[start Records for this task]

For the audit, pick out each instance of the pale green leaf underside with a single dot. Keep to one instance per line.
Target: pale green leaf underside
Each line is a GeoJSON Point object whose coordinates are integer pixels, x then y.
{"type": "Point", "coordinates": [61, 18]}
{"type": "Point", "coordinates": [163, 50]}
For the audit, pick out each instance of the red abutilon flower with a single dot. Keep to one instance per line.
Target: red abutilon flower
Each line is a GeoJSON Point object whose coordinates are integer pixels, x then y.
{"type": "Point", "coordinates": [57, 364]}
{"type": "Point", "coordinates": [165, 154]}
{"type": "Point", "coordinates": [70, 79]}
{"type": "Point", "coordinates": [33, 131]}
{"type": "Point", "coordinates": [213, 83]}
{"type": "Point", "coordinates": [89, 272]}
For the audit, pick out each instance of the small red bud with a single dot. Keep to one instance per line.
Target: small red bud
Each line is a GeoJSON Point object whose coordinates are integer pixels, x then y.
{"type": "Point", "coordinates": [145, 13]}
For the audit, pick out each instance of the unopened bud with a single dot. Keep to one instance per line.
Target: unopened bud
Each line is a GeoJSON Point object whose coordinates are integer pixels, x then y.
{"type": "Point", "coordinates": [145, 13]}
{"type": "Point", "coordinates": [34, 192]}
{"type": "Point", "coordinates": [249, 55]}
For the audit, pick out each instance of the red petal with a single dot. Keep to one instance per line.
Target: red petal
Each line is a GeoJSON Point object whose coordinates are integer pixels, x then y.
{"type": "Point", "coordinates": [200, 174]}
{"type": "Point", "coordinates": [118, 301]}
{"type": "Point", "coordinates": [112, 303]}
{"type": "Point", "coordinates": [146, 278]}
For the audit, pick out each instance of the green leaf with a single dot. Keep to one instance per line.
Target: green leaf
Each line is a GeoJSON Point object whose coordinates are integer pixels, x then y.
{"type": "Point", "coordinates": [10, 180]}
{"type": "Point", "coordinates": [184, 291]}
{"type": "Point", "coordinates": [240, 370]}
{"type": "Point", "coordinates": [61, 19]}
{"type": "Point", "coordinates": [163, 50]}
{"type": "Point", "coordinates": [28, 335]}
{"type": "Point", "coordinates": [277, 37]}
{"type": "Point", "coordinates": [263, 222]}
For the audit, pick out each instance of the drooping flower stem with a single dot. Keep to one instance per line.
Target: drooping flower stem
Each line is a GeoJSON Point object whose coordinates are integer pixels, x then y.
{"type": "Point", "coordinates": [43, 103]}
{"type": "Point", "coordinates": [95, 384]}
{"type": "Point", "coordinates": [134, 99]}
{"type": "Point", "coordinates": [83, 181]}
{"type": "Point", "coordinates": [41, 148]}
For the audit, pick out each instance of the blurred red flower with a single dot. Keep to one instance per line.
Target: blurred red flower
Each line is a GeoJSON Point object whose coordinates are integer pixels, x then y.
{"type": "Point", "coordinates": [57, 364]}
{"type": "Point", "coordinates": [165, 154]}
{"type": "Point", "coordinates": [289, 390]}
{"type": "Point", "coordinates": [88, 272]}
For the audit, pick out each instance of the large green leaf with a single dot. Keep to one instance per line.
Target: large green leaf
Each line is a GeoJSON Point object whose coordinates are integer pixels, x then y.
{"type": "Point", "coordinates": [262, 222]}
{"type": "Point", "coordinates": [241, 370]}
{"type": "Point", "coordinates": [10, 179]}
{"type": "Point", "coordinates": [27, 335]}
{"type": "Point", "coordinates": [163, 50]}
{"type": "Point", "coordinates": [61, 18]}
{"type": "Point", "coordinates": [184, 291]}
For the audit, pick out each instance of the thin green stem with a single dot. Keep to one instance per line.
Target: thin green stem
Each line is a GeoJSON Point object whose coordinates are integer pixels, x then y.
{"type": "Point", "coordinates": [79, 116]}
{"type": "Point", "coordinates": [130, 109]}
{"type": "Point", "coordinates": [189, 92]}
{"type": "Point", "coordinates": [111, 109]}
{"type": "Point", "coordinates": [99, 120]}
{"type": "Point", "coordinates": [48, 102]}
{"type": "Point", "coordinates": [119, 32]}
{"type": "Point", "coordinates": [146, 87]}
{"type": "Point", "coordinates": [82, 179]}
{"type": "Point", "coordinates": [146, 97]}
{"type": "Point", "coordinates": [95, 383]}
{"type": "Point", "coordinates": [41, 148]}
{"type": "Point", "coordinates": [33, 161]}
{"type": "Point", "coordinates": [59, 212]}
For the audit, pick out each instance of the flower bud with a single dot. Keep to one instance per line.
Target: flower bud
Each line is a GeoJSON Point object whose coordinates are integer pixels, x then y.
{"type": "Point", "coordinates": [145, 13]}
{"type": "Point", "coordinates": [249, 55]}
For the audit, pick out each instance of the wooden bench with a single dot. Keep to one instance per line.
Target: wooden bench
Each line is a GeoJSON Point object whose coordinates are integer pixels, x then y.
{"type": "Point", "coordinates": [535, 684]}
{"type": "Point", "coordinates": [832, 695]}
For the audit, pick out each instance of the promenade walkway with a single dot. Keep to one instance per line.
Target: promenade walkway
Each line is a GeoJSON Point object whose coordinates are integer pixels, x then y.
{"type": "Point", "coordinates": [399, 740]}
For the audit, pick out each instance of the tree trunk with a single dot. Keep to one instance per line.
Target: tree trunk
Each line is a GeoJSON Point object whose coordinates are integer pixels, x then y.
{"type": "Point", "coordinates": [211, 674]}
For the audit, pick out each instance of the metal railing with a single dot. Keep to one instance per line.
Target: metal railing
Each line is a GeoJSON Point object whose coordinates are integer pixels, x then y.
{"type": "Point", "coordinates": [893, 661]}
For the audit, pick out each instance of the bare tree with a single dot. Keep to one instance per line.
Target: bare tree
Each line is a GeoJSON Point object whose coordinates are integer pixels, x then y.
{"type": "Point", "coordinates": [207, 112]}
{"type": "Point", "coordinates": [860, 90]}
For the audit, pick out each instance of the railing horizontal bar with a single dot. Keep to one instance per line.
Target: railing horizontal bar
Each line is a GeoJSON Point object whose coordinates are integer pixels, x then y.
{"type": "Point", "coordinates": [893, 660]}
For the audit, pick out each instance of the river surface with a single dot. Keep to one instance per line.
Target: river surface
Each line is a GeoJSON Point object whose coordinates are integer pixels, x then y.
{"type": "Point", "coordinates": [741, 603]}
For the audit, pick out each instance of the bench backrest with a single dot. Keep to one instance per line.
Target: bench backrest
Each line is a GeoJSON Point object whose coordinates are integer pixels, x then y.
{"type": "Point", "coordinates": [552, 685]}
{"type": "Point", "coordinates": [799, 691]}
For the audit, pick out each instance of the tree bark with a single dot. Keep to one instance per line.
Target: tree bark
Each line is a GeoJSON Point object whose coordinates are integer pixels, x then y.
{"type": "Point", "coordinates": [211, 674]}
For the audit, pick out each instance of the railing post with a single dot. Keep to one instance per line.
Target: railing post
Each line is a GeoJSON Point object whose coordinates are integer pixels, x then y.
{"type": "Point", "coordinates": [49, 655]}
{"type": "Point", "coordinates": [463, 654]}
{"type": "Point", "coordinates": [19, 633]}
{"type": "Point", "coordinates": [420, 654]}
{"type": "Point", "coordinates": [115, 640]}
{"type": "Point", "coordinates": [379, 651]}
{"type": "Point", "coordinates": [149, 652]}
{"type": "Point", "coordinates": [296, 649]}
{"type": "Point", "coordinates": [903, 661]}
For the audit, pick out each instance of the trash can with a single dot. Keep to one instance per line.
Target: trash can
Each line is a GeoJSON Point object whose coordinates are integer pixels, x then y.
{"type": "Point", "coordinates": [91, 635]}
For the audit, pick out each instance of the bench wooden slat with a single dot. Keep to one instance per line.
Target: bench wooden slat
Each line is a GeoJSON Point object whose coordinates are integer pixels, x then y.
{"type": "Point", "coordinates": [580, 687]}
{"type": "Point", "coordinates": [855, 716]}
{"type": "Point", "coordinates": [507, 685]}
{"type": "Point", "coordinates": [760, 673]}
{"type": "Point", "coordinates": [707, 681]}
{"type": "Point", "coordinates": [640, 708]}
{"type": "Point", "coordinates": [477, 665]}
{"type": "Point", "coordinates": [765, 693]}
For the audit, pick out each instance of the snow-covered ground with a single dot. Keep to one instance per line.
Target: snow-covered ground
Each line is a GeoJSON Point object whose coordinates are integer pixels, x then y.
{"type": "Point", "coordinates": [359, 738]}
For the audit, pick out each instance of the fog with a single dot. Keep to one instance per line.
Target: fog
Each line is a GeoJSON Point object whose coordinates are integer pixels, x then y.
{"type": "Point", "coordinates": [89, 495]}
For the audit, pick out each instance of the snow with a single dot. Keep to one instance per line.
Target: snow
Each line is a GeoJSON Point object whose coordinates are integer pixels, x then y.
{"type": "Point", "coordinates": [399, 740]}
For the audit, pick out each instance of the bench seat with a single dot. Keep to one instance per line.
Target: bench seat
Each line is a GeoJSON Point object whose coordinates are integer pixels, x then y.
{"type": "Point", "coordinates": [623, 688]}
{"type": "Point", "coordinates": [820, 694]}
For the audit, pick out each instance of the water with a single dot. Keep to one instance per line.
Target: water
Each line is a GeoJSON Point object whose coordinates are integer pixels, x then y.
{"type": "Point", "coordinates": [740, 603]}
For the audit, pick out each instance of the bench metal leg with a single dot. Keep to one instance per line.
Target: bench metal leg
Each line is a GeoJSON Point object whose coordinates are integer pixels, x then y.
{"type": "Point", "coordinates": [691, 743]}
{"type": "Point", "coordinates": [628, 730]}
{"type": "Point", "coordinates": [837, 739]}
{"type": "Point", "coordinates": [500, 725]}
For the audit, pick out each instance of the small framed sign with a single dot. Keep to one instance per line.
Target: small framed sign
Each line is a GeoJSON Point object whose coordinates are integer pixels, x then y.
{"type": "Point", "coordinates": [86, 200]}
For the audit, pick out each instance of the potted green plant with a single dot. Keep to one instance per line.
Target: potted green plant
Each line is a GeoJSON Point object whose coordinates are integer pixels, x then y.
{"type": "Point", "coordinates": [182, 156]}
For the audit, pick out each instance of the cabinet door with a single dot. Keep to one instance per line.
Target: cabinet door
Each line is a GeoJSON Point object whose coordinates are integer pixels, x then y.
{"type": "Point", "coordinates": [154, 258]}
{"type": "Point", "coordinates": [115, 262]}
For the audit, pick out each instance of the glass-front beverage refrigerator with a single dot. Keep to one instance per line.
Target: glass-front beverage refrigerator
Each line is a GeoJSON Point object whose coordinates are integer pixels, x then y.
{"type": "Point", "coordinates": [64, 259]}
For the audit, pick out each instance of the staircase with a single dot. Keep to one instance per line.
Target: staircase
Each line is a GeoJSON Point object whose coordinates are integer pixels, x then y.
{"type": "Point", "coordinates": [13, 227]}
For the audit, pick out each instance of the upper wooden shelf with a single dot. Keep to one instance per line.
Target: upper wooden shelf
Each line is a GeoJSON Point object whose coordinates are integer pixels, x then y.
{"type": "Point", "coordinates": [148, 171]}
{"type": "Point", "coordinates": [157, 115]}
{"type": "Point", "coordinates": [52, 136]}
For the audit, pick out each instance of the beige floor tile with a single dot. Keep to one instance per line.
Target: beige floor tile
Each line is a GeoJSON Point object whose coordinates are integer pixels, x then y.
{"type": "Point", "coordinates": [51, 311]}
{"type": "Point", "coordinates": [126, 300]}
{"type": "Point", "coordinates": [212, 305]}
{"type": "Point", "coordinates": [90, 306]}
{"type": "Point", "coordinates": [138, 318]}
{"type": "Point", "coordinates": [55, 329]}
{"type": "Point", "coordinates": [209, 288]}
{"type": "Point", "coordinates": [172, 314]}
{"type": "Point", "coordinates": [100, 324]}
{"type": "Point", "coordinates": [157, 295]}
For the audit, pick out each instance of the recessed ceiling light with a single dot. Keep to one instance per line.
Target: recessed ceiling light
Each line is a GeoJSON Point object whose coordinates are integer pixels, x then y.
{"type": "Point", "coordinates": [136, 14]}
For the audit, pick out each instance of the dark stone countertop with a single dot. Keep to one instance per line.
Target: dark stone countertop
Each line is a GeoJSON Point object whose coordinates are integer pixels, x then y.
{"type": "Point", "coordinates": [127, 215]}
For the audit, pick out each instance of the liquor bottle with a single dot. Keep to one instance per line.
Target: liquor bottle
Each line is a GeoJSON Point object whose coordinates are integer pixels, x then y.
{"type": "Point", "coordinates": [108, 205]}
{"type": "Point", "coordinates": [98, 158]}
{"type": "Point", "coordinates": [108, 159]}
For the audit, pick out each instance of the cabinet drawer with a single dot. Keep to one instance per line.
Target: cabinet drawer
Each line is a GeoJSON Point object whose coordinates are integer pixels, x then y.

[end Records for this task]

■ Goal
Copy the items word for word, beginning with the line that contains "For the audit, pick out each instance of the recessed" and stopping after the final line of the items, both included.

■ Solution
For the audit, pick out each instance of the recessed ceiling light with a single dot. Keep to one instance per line.
Target: recessed ceiling light
Each line is a GeoJSON Point object whose coordinates are integer pixels, x then y.
{"type": "Point", "coordinates": [136, 14]}
For the audit, pick out each instance of the dark stone countertop with a single dot. Keep to one instance per line.
Target: dark stone countertop
Each line is a GeoJSON Point object whose coordinates are integer pixels, x then y.
{"type": "Point", "coordinates": [127, 215]}
For the audit, pick out each instance of the liquor bottle with a single dot. Keep to one instance per line.
Target: liquor bottle
Each line is a GeoJSON Point object whose coordinates are integer pixels, x then y.
{"type": "Point", "coordinates": [108, 205]}
{"type": "Point", "coordinates": [98, 158]}
{"type": "Point", "coordinates": [108, 159]}
For the audit, pick out each instance of the cabinet drawer with a single dot. Keep to one instance per line.
Target: cabinet drawer
Each line is a GeoJSON Point object whose coordinates are integer pixels, x then y.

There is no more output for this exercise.